Folha de S. Paulo


Lucas Amaral Batista Leite

A tristeza de Orlando

Quais apontamentos práticos permitiriam afirmar que Donald Trump sairá "beneficiado" pelo que aconteceu em Orlando? Ao meu ver, poucos e, portanto, o contrário seria mais provável. Façamos uma restituição e uma análise do ocorrido para demonstrar esse ponto de vista.

É possível afirmar que dificilmente teria havido ligação formal e direta entre o atirador e o Estado Islâmico ou outros grupos. Ele é o chamado de "lobo solitário", aquele que age sozinho, de forma premeditada e que possivelmente seria classificado como psicopata - que usa ou não de narrativas ideologizadas e/ou religiosas.

No caso de Omar Mateen, não acho que deveríamos afirmar se tratar de um atentado de cunho religioso ou fundamentalista, mas de um crime de ódio, com um nome muito próprio e que muitos têm evitado usar: homofobia.

Trump não sairá "beneficiado", pelo contrário, terá sua imagem ainda mais desgastada. O fato de Obama ser um dos presidentes mais populares da história dos Estados Unidos pesa muito na eleição que virá, e seu legado será essencial na campanha de Hillary Clinton e na coesão dos democratas.

O presidente dos Estados Unidos tem assumido posições mais assertivas em seu segundo mandato, e isso se traduziu em políticas abertamente pró-LGBT e contra a venda indiscriminada de armas de fogo.

Isso por si só já demarca território e contradiz o discurso republicado extremado de Trump, que em momento algum apresentou qualquer simpatia com o movimento LGBT e é firme defensor da compra e porte de armas por cidadãos americanos.

Obama e Hillary buscam desvencilhar o atentado do discurso do fundamentalismo islâmico. Demonstram empatia, solidariedade e firmeza quanto à necessidade de impedir que armas de fogo continuem sendo compradas livremente.

Trump faz o oposto, afirma categoricamente que o problema reside na questão das fronteiras, que os muçulmanos não compartilham qualquer traço de identidade ocidental e não teriam capacidade de assimilar a cultura e as ideias dos Estados Unidos.

Por fim, não é correto afirmar que Bill Clinton tenha sido o responsável pelo surgimento da Al Qaeda, ou que seu governo foi omisso em relação aos atos terroristas.

**TAREFAS E EXERCÍCIOS**
[a] Responda a estas perguntas com base no artigo sobre o atentado de Orlando:
(i) Que nome o autor dá ao crime cometido por Omar Mateen?
(ii) Que políticas o presidente dos Estados Unidos adotou em seu segundo mandato?
(iii) Segundo Trump, onde reside o problema?
[b] Diga se cada afirmação concorda com o artigo sobre o atentado de Orlando e cite as palavras do artigo que decidem:
(i) Trump sairá fortalecido do episódio.
(ii) O atirador agiu sozinho.
(iii) Bill Clinton foi o responsável pelo surgimento da Al Qaeda.
[c] Escreva a continuação do artigo sobre o atentado de Orlando a partir da última frase.
Os registros não têm papel algum nesta parte.

**DADOS**

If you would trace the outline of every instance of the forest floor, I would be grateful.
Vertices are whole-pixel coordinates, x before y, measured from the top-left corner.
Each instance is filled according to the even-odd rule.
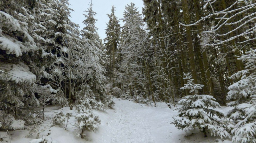
[[[75,121],[74,117],[69,121],[67,130],[65,130],[65,125],[50,127],[51,120],[45,121],[41,125],[39,135],[47,136],[46,138],[58,143],[232,142],[210,135],[204,138],[203,133],[198,130],[185,132],[178,130],[170,124],[172,117],[177,114],[177,111],[173,110],[173,107],[170,109],[164,103],[157,103],[157,106],[153,107],[128,100],[115,99],[114,101],[116,104],[113,109],[94,111],[99,116],[101,124],[95,132],[86,132],[85,139],[75,137],[78,131],[72,125]],[[228,107],[223,107],[218,110],[225,112],[229,109]],[[61,110],[65,114],[76,114],[69,107],[58,109],[56,106],[48,106],[46,114],[50,117],[56,110]],[[24,137],[28,132],[26,130],[10,132],[11,142],[27,143],[36,138],[35,135]],[[199,133],[190,136],[192,133]],[[0,133],[2,137],[5,133]]]

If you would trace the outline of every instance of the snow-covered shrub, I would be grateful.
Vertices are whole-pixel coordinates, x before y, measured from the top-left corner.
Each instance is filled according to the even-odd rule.
[[[42,130],[40,129],[39,125],[34,125],[28,127],[29,132],[25,137],[28,138],[29,137],[36,135],[36,139],[39,138],[39,134],[43,131]]]
[[[132,99],[133,101],[136,103],[147,104],[149,102],[148,99],[144,98],[141,94],[140,94],[137,96],[133,96]]]
[[[159,94],[157,92],[157,90],[156,90],[154,93],[154,98],[156,101],[158,102],[161,101],[161,99],[159,97]]]
[[[131,98],[131,96],[128,94],[124,93],[120,96],[120,98],[122,99],[128,99]]]
[[[25,128],[25,122],[16,120],[13,116],[0,111],[0,129],[4,130],[23,130]]]
[[[98,110],[101,109],[102,110],[108,109],[108,107],[101,102],[96,101],[96,98],[94,97],[87,98],[81,101],[81,104],[86,106],[88,109]]]
[[[68,112],[66,113],[65,117],[67,118],[67,124],[66,124],[66,127],[65,128],[65,130],[67,130],[67,126],[68,125],[68,120],[70,119],[70,118],[72,117],[72,114]]]
[[[57,93],[53,96],[52,103],[53,104],[57,104],[60,105],[60,108],[68,105],[68,101],[65,97],[63,91],[60,89],[56,90],[56,91]]]
[[[65,124],[65,116],[62,111],[55,111],[53,114],[53,117],[52,119],[52,123],[53,126],[63,125]]]
[[[114,97],[118,98],[123,94],[123,91],[117,87],[115,87],[112,89],[112,94]]]
[[[115,104],[113,98],[113,95],[107,95],[105,99],[105,105],[109,108],[113,107]]]
[[[180,88],[181,89],[188,89],[189,93],[193,94],[198,93],[197,89],[201,89],[204,85],[195,84],[193,80],[189,73],[184,74],[188,79],[188,84]],[[177,116],[173,117],[172,124],[179,129],[186,130],[198,129],[202,131],[206,137],[206,132],[211,135],[218,135],[223,138],[231,138],[226,128],[229,124],[223,124],[224,121],[221,121],[213,117],[215,116],[220,118],[224,117],[221,113],[212,109],[220,108],[216,99],[212,96],[208,95],[188,95],[183,97],[178,103],[182,106],[176,109],[179,113]]]
[[[100,120],[99,116],[95,116],[92,111],[88,109],[84,105],[76,106],[76,112],[78,114],[75,116],[76,119],[75,126],[77,129],[82,130],[80,133],[77,132],[76,133],[76,137],[81,137],[84,138],[85,135],[85,130],[90,132],[95,132],[100,124]]]
[[[239,71],[230,78],[241,80],[228,89],[228,106],[234,108],[227,115],[236,124],[231,131],[233,142],[256,142],[256,49],[251,50],[238,58],[245,62],[247,69]]]
[[[45,136],[41,139],[33,139],[28,143],[57,143],[57,141],[52,140],[51,139],[45,138]]]

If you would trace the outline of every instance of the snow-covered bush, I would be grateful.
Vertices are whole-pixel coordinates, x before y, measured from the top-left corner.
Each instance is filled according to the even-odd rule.
[[[53,126],[56,125],[63,125],[65,124],[65,115],[62,111],[55,111],[52,119],[52,123]]]
[[[102,110],[108,109],[108,107],[101,102],[97,101],[95,97],[92,97],[81,101],[81,104],[86,106],[88,109],[91,110],[100,109]]]
[[[68,125],[68,120],[70,119],[70,118],[72,117],[72,114],[68,112],[66,113],[65,117],[67,118],[67,124],[66,124],[66,127],[65,128],[65,130],[67,130],[67,126]]]
[[[40,133],[43,131],[42,130],[40,129],[40,127],[38,125],[32,125],[29,127],[28,129],[28,133],[25,137],[27,138],[36,135],[36,139],[38,139],[39,138]]]
[[[149,103],[149,100],[148,98],[145,98],[141,94],[134,96],[132,97],[133,101],[136,103],[147,104]]]
[[[114,106],[115,103],[113,100],[113,96],[107,95],[106,96],[105,103],[105,105],[109,108],[111,108]]]
[[[205,137],[207,136],[208,132],[212,135],[220,136],[222,138],[231,138],[226,129],[230,125],[223,124],[224,121],[221,121],[213,117],[224,117],[221,113],[210,108],[220,108],[220,104],[214,101],[216,99],[212,96],[194,94],[197,93],[197,89],[201,89],[204,85],[195,84],[189,73],[184,73],[184,75],[186,77],[183,79],[188,79],[188,82],[180,89],[188,89],[189,93],[194,95],[186,96],[179,102],[178,104],[182,106],[176,109],[179,114],[173,117],[172,124],[179,129],[198,129],[203,132]]]
[[[14,117],[0,111],[0,129],[4,130],[23,130],[25,128],[25,122],[16,120]]]
[[[33,139],[28,143],[57,143],[57,141],[52,140],[51,139],[46,138],[45,136],[41,139]]]
[[[120,96],[120,98],[122,99],[128,99],[131,98],[131,96],[127,93],[124,93]]]
[[[79,130],[82,130],[81,133],[78,132],[76,133],[76,137],[81,136],[84,138],[85,135],[84,133],[85,130],[90,132],[96,131],[100,124],[99,116],[94,115],[92,111],[84,105],[76,106],[76,112],[78,114],[75,117],[75,126]]]
[[[228,116],[236,124],[231,133],[233,142],[256,142],[256,49],[245,53],[238,59],[246,62],[245,69],[230,78],[241,80],[228,88],[228,106],[234,107]]]
[[[117,87],[112,88],[112,94],[116,98],[119,98],[123,94],[123,91]]]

**RESULTADOS**
[a]
(i) O autor o chama de crime de ódio, com o nome de homofobia.
(ii) Ele adotou políticas abertamente pró-LGBT e contra a venda indiscriminada de armas de fogo.
(iii) Para Trump, o problema reside na questão das fronteiras.

[b]
(i) Não: "pelo contrário, terá sua imagem ainda mais desgastada".
(ii) Sim: "aquele que age sozinho, de forma premeditada".
(iii) Não: "não é correto afirmar que Bill Clinton tenha sido o responsável pelo surgimento da Al Qaeda".

[c]
Foi justamente durante o governo Clinton que Osama bin Laden foi citado pela primeira vez nos documentos oficiais trocados pelas agências norte-americanas. Existem ainda cartas do próprio presidente ao Congresso americano pedindo com tom de urgência mais recursos para combater novas ameaças, o que não foi respondido à época.

Cabe ainda lembrar que foi durante o governo de George W. Bush que muitos recursos de agências importantes no combate ao terrorismo tiveram diminuição ou cortes.

Não concordo com a afirmação de que Trump sairá à frente de Hillary ou dos democratas.

O partido Democrata tem conseguido unificar o discurso e apontar que é justamente a narrativa do candidato republicano que incentiva e influencia atos de ódio e extremismo dentro dos Estados Unidos. A soma desses fatores é explosiva e tende a agravar questões muito sensíveis como as disputas raciais, por exemplo.

A cultura de definição do "eu" e do "outro" que Trump prega e defende faz muito mal a um país que ainda estanca cicatrizes abertas de muitas décadas e que agora vê mais uma ferida marcar seu histórico recente.

Hillary com certeza usará da narrativa extremada do seu opositor para reforçar seu ponto de vista, buscando se aproximar gradativamente de Barack Obama. Se não radicalizar o discurso, terá grandes chances de sair vencedora.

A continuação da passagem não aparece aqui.